Ce n'est du reste que plusieurs siècles après l'établissement
définitif de la domination des Sémites en
Mésopotamie que leur puissance parvint à son
apogée, par suite des conquêtes des souverains
du grand empire assyrien, qui dura 520 ans d'après
Hérodote (I, 95), de l'an 1314 à l'an 788 avant
notre ère, suivant M. Oppert (Hist.
de Chaldée et d'Assyrie, p. 41),
c'est à dire jusqu'à la première destruction
de Ninive par le Babylonien Phul-Balazou, le
Bélésis des auteurs grecs.
------------------------------
▶ OBJECTIF
Restituez mot pour mot le passage sur l'empire assyrien, de « Ce n'est du » à « M. Oppert (Hist. ».

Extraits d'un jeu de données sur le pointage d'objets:
------------------------------
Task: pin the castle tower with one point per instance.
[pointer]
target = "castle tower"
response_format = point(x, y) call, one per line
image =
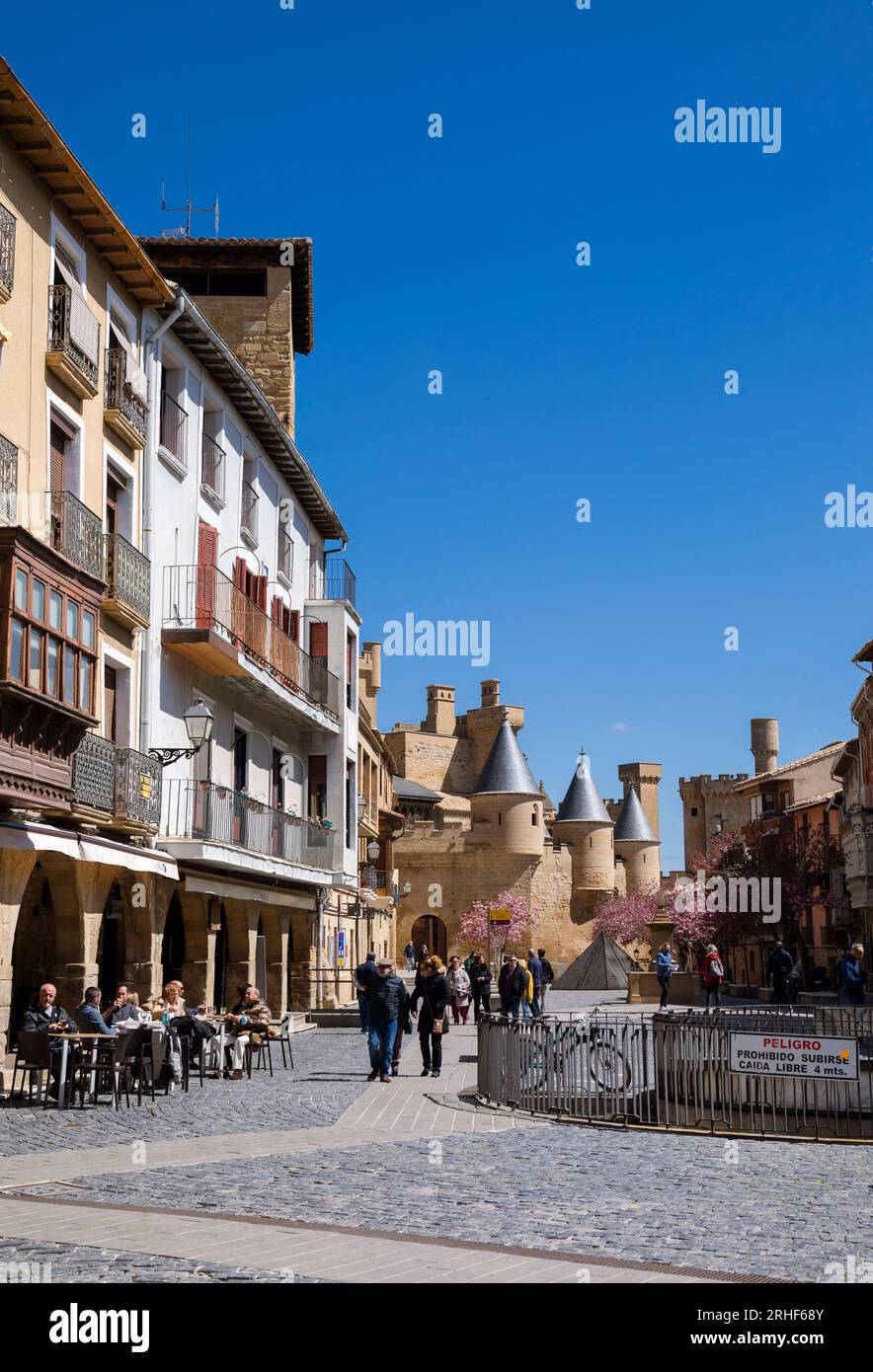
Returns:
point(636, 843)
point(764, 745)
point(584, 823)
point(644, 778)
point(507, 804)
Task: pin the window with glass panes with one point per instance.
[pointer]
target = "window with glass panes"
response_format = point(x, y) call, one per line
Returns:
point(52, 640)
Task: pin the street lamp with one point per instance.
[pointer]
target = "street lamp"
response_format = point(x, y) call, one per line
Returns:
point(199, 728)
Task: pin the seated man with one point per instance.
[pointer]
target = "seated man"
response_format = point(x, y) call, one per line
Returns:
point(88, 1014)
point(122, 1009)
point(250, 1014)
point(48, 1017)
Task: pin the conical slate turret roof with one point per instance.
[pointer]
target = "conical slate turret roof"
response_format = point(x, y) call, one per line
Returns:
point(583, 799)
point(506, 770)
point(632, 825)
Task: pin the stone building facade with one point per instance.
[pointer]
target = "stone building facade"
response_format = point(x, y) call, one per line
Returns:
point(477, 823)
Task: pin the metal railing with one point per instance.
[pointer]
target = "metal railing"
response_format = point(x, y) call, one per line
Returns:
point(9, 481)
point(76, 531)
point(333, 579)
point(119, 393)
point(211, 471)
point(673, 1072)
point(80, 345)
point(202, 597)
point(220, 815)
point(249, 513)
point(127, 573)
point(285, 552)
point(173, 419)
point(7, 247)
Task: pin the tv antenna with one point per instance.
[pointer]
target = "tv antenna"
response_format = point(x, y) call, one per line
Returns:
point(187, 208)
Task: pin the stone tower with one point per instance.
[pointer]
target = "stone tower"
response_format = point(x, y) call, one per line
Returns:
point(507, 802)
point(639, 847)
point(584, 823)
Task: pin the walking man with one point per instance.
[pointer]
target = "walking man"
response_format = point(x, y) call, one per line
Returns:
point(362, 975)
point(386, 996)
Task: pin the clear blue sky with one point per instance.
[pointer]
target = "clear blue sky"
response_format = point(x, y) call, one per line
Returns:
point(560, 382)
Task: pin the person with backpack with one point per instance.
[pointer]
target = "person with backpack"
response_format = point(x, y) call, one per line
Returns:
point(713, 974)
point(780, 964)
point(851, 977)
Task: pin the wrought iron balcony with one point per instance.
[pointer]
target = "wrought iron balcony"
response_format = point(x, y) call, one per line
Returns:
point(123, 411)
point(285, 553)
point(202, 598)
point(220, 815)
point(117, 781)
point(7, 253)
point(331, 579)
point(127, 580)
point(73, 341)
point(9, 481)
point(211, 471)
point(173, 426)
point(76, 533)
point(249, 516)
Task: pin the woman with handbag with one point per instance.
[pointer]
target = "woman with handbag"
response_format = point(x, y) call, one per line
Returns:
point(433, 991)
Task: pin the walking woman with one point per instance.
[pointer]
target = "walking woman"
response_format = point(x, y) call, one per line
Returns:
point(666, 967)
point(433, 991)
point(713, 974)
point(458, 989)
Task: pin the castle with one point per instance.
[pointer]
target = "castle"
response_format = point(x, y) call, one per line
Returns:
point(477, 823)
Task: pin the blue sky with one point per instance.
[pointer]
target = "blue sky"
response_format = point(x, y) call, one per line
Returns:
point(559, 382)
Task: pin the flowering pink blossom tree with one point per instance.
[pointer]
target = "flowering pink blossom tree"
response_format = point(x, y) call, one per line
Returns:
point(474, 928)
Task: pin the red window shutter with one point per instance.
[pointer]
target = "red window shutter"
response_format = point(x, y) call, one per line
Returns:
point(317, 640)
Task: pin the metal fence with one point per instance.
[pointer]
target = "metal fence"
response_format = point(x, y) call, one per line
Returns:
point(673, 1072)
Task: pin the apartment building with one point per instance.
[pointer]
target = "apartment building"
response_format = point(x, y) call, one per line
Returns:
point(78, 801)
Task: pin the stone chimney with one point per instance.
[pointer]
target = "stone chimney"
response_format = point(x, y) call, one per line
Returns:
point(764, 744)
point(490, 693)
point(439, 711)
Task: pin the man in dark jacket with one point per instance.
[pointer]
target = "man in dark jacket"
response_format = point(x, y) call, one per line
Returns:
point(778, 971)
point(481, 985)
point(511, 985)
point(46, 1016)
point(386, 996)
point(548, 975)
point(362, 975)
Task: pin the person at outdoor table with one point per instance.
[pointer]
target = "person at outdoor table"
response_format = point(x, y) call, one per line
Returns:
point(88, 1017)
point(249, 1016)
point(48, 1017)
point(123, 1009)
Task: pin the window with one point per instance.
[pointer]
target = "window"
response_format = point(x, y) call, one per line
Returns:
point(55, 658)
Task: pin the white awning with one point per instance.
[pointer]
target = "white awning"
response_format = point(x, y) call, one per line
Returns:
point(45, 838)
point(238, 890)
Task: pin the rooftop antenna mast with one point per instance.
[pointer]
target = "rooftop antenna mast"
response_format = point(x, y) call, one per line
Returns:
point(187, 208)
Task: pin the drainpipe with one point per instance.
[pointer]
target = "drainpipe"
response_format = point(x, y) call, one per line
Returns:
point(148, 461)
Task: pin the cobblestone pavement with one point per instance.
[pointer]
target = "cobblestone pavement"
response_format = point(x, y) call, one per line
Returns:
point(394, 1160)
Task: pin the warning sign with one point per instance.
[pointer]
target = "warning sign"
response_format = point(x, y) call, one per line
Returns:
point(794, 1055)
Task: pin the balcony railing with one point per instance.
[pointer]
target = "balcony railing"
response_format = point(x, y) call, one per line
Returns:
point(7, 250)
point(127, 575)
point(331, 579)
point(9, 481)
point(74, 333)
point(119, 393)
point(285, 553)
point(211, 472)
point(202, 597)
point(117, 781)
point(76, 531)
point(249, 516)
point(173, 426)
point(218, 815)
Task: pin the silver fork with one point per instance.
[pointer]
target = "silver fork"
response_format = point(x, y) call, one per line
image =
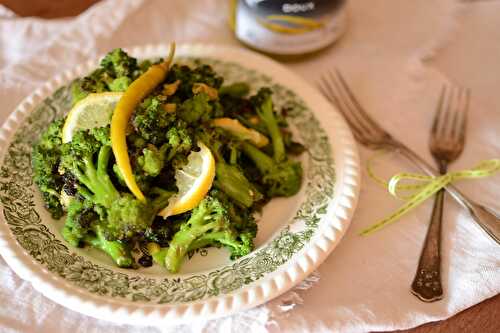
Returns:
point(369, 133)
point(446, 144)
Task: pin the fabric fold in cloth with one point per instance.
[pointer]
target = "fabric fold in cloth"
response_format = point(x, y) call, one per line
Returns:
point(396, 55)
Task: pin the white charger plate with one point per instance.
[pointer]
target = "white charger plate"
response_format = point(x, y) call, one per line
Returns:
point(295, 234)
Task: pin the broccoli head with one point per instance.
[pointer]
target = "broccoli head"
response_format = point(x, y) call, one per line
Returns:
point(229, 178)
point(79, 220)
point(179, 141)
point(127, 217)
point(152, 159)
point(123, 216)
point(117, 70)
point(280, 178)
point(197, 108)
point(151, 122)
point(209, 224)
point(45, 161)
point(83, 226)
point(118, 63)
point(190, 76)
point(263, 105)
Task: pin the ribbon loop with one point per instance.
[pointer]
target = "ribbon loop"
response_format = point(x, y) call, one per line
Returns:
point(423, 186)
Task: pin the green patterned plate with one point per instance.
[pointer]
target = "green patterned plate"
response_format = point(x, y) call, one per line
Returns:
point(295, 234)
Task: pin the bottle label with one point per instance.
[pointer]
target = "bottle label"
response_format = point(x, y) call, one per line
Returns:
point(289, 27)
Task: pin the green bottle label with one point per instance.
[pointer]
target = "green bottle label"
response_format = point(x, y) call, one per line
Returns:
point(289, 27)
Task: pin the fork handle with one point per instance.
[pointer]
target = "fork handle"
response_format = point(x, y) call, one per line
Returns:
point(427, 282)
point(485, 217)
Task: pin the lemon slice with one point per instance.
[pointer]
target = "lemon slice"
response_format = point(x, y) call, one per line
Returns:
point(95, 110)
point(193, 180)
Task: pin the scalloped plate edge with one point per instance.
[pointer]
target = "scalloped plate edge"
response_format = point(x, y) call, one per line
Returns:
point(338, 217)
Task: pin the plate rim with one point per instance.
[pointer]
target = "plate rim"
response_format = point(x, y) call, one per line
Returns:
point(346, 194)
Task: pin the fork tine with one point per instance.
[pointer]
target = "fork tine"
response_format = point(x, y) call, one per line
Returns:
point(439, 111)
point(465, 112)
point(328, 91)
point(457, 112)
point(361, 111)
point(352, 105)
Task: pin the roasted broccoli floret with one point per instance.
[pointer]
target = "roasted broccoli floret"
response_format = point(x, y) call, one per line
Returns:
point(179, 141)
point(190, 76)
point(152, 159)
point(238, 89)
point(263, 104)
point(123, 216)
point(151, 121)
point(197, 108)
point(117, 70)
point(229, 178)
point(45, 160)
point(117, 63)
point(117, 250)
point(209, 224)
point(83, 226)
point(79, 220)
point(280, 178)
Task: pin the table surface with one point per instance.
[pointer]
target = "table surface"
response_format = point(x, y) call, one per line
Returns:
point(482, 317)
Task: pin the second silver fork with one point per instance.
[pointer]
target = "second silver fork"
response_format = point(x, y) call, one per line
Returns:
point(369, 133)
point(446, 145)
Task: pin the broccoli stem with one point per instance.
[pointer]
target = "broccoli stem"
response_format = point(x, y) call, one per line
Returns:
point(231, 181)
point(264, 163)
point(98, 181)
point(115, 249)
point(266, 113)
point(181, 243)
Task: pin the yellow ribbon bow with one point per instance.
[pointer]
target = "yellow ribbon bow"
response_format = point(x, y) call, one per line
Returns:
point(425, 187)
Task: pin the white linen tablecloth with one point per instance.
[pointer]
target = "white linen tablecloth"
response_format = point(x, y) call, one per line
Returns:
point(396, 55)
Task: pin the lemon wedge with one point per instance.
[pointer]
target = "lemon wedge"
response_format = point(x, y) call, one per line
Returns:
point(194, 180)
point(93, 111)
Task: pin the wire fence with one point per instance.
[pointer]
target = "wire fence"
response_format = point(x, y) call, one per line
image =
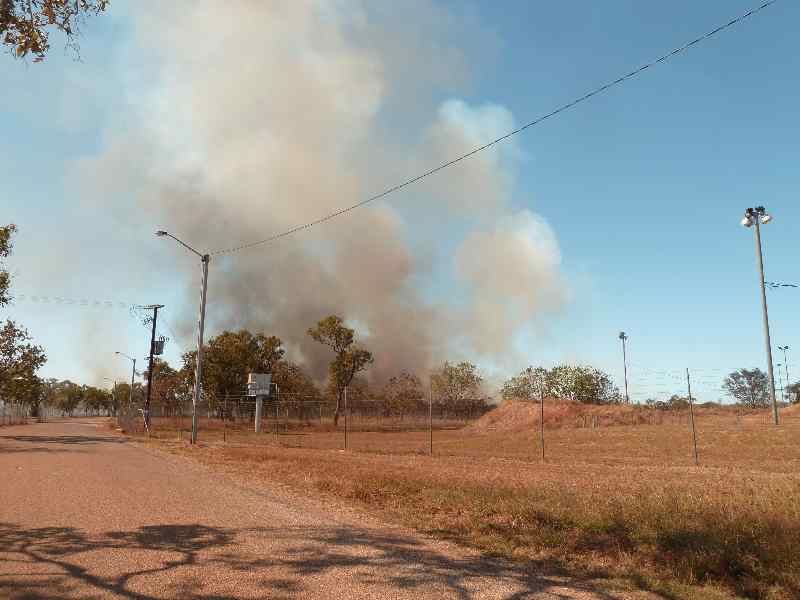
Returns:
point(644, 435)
------------------------------
▶ RÉPONSE FINALE
Ce n'est du reste que plusieurs siècles après l'établissement
définitif de la domination des Sémites en
Mésopotamie que leur puissance parvint à son
apogée, par suite des conquêtes des souverains
du grand empire assyrien, qui dura 520 ans d'après
Hérodote (I, 95), de l'an 1314 à l'an 788 avant
notre ère, suivant M. Oppert (Hist.